What is being asked —
Give back all of the data verbatim.

Source data —
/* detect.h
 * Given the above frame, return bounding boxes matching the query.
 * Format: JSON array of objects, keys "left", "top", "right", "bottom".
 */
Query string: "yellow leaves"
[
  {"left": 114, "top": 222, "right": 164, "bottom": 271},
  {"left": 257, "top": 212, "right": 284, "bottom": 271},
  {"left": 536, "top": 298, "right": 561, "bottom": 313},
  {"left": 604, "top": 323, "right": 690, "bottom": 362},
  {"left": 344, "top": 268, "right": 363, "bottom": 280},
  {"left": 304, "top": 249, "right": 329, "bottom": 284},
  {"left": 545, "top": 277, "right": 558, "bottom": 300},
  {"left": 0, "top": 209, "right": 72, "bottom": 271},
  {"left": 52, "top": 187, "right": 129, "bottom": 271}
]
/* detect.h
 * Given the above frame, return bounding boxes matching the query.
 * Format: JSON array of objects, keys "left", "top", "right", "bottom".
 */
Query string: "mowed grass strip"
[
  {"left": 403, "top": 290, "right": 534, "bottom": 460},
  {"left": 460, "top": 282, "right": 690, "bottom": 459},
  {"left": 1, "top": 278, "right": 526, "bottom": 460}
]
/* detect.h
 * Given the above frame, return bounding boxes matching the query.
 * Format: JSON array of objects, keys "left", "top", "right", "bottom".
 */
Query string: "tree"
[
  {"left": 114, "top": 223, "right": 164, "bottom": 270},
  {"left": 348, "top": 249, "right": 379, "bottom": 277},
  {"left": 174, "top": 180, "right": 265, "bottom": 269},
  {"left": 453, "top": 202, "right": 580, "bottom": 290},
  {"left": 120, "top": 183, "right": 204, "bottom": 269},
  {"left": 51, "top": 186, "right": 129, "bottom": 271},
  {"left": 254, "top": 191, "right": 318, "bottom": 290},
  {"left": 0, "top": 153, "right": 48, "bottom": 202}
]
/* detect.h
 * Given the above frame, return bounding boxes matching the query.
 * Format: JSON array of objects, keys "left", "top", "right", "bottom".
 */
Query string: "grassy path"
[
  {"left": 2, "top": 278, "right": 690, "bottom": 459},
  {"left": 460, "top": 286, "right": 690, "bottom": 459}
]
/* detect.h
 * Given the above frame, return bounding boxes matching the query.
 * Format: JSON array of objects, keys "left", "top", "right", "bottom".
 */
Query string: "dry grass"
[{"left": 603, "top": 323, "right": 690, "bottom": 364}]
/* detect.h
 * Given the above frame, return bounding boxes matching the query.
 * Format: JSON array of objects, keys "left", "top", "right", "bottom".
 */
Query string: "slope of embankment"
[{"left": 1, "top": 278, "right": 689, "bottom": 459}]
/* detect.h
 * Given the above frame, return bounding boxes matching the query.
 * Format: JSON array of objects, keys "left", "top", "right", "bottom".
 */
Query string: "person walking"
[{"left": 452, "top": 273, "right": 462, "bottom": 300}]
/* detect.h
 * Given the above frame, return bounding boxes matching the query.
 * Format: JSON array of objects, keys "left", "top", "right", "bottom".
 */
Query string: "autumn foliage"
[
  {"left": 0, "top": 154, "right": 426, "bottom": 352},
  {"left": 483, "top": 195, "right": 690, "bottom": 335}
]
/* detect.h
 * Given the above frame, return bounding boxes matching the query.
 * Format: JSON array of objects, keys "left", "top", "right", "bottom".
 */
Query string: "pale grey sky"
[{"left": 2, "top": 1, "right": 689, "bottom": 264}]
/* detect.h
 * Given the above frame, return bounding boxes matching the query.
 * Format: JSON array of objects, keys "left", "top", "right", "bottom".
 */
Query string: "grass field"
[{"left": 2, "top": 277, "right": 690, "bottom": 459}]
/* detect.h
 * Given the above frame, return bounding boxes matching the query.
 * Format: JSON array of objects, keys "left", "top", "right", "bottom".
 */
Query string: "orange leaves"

Problem solution —
/* detect.h
 * Given the above frame, return bounding boxes matching the query.
 * Format: JSON array of objects, keys "left", "top", "right", "bottom".
 */
Query string: "yellow leaves"
[
  {"left": 114, "top": 222, "right": 164, "bottom": 271},
  {"left": 257, "top": 212, "right": 284, "bottom": 271},
  {"left": 536, "top": 298, "right": 561, "bottom": 313},
  {"left": 604, "top": 323, "right": 690, "bottom": 362},
  {"left": 344, "top": 268, "right": 363, "bottom": 280},
  {"left": 304, "top": 249, "right": 329, "bottom": 284},
  {"left": 545, "top": 277, "right": 558, "bottom": 300},
  {"left": 0, "top": 209, "right": 72, "bottom": 271},
  {"left": 52, "top": 187, "right": 129, "bottom": 271}
]
/* detect.h
 * Given the above frame, return bounding boxes matching the query.
 * Format: JSON array of objects, keys "left", "top", "right", "bottom".
 */
Query string: "mowed grass strip"
[
  {"left": 403, "top": 290, "right": 534, "bottom": 460},
  {"left": 460, "top": 282, "right": 690, "bottom": 459},
  {"left": 1, "top": 278, "right": 526, "bottom": 460}
]
/* detect.h
 * Given the above frame, return bounding boxes matching the query.
 * Format: JSON array of objects, keys "left", "top", "right", "bottom".
 */
Query string: "tree"
[
  {"left": 114, "top": 223, "right": 164, "bottom": 270},
  {"left": 348, "top": 249, "right": 379, "bottom": 277},
  {"left": 174, "top": 180, "right": 265, "bottom": 269},
  {"left": 453, "top": 202, "right": 580, "bottom": 290},
  {"left": 120, "top": 183, "right": 204, "bottom": 269},
  {"left": 51, "top": 186, "right": 129, "bottom": 271},
  {"left": 254, "top": 191, "right": 318, "bottom": 290},
  {"left": 0, "top": 153, "right": 48, "bottom": 202}
]
/* detect.h
 * Given the above frame, return bounding boxes matching the query.
 * Format: JSON array of objects, keys "left", "top", "right", "bottom".
 */
Query string: "grassy path"
[
  {"left": 2, "top": 278, "right": 690, "bottom": 459},
  {"left": 460, "top": 286, "right": 690, "bottom": 459}
]
/* detect.h
 * Given the above frame, return bounding boxes matching the query.
 * Format: JSON array of objects, keys "left", "top", "right", "bottom".
 */
Query string: "dry grass"
[{"left": 603, "top": 323, "right": 690, "bottom": 364}]
/* detect.h
 * Given the above frame, return bounding boxes matching the query.
 * Format: JSON array of objects, keys "left", "top", "right", "bottom".
 */
Query string: "slope of embankment"
[{"left": 1, "top": 278, "right": 689, "bottom": 459}]
/* detect.h
 * Given the above frame, return bounding boxes matching the query.
 * Format: JSON array of objects, keys "left", "top", "right", "bottom".
 */
Query string: "person walking"
[{"left": 452, "top": 273, "right": 462, "bottom": 300}]
/* detect.h
 * Given the above frame, return bounding boxes matching the query.
 * Format: JSON array of objects, keys "left", "top", "right", "bottom".
 */
Query string: "autumn foliage"
[
  {"left": 0, "top": 154, "right": 426, "bottom": 352},
  {"left": 483, "top": 195, "right": 690, "bottom": 335}
]
/* detect.h
 * Given the above frame, return bounding boxes matching the query.
 * Format: JSON array of objects, keys "left", "top", "right", "bottom".
 */
Query string: "pale grey sky"
[{"left": 2, "top": 1, "right": 689, "bottom": 264}]
/* detect.h
 * Given the above frame, return bounding boxes matching the query.
 * Format: JSON array of objects, keys "left", "top", "right", "bottom".
 */
Query string: "grass field"
[{"left": 2, "top": 277, "right": 690, "bottom": 459}]
/* detect.h
 * Given the above frame, return bounding boxes matching the query.
 * Format: JSON array of objects, keys "left", "top", "right", "bottom".
 */
Query string: "orange leaves"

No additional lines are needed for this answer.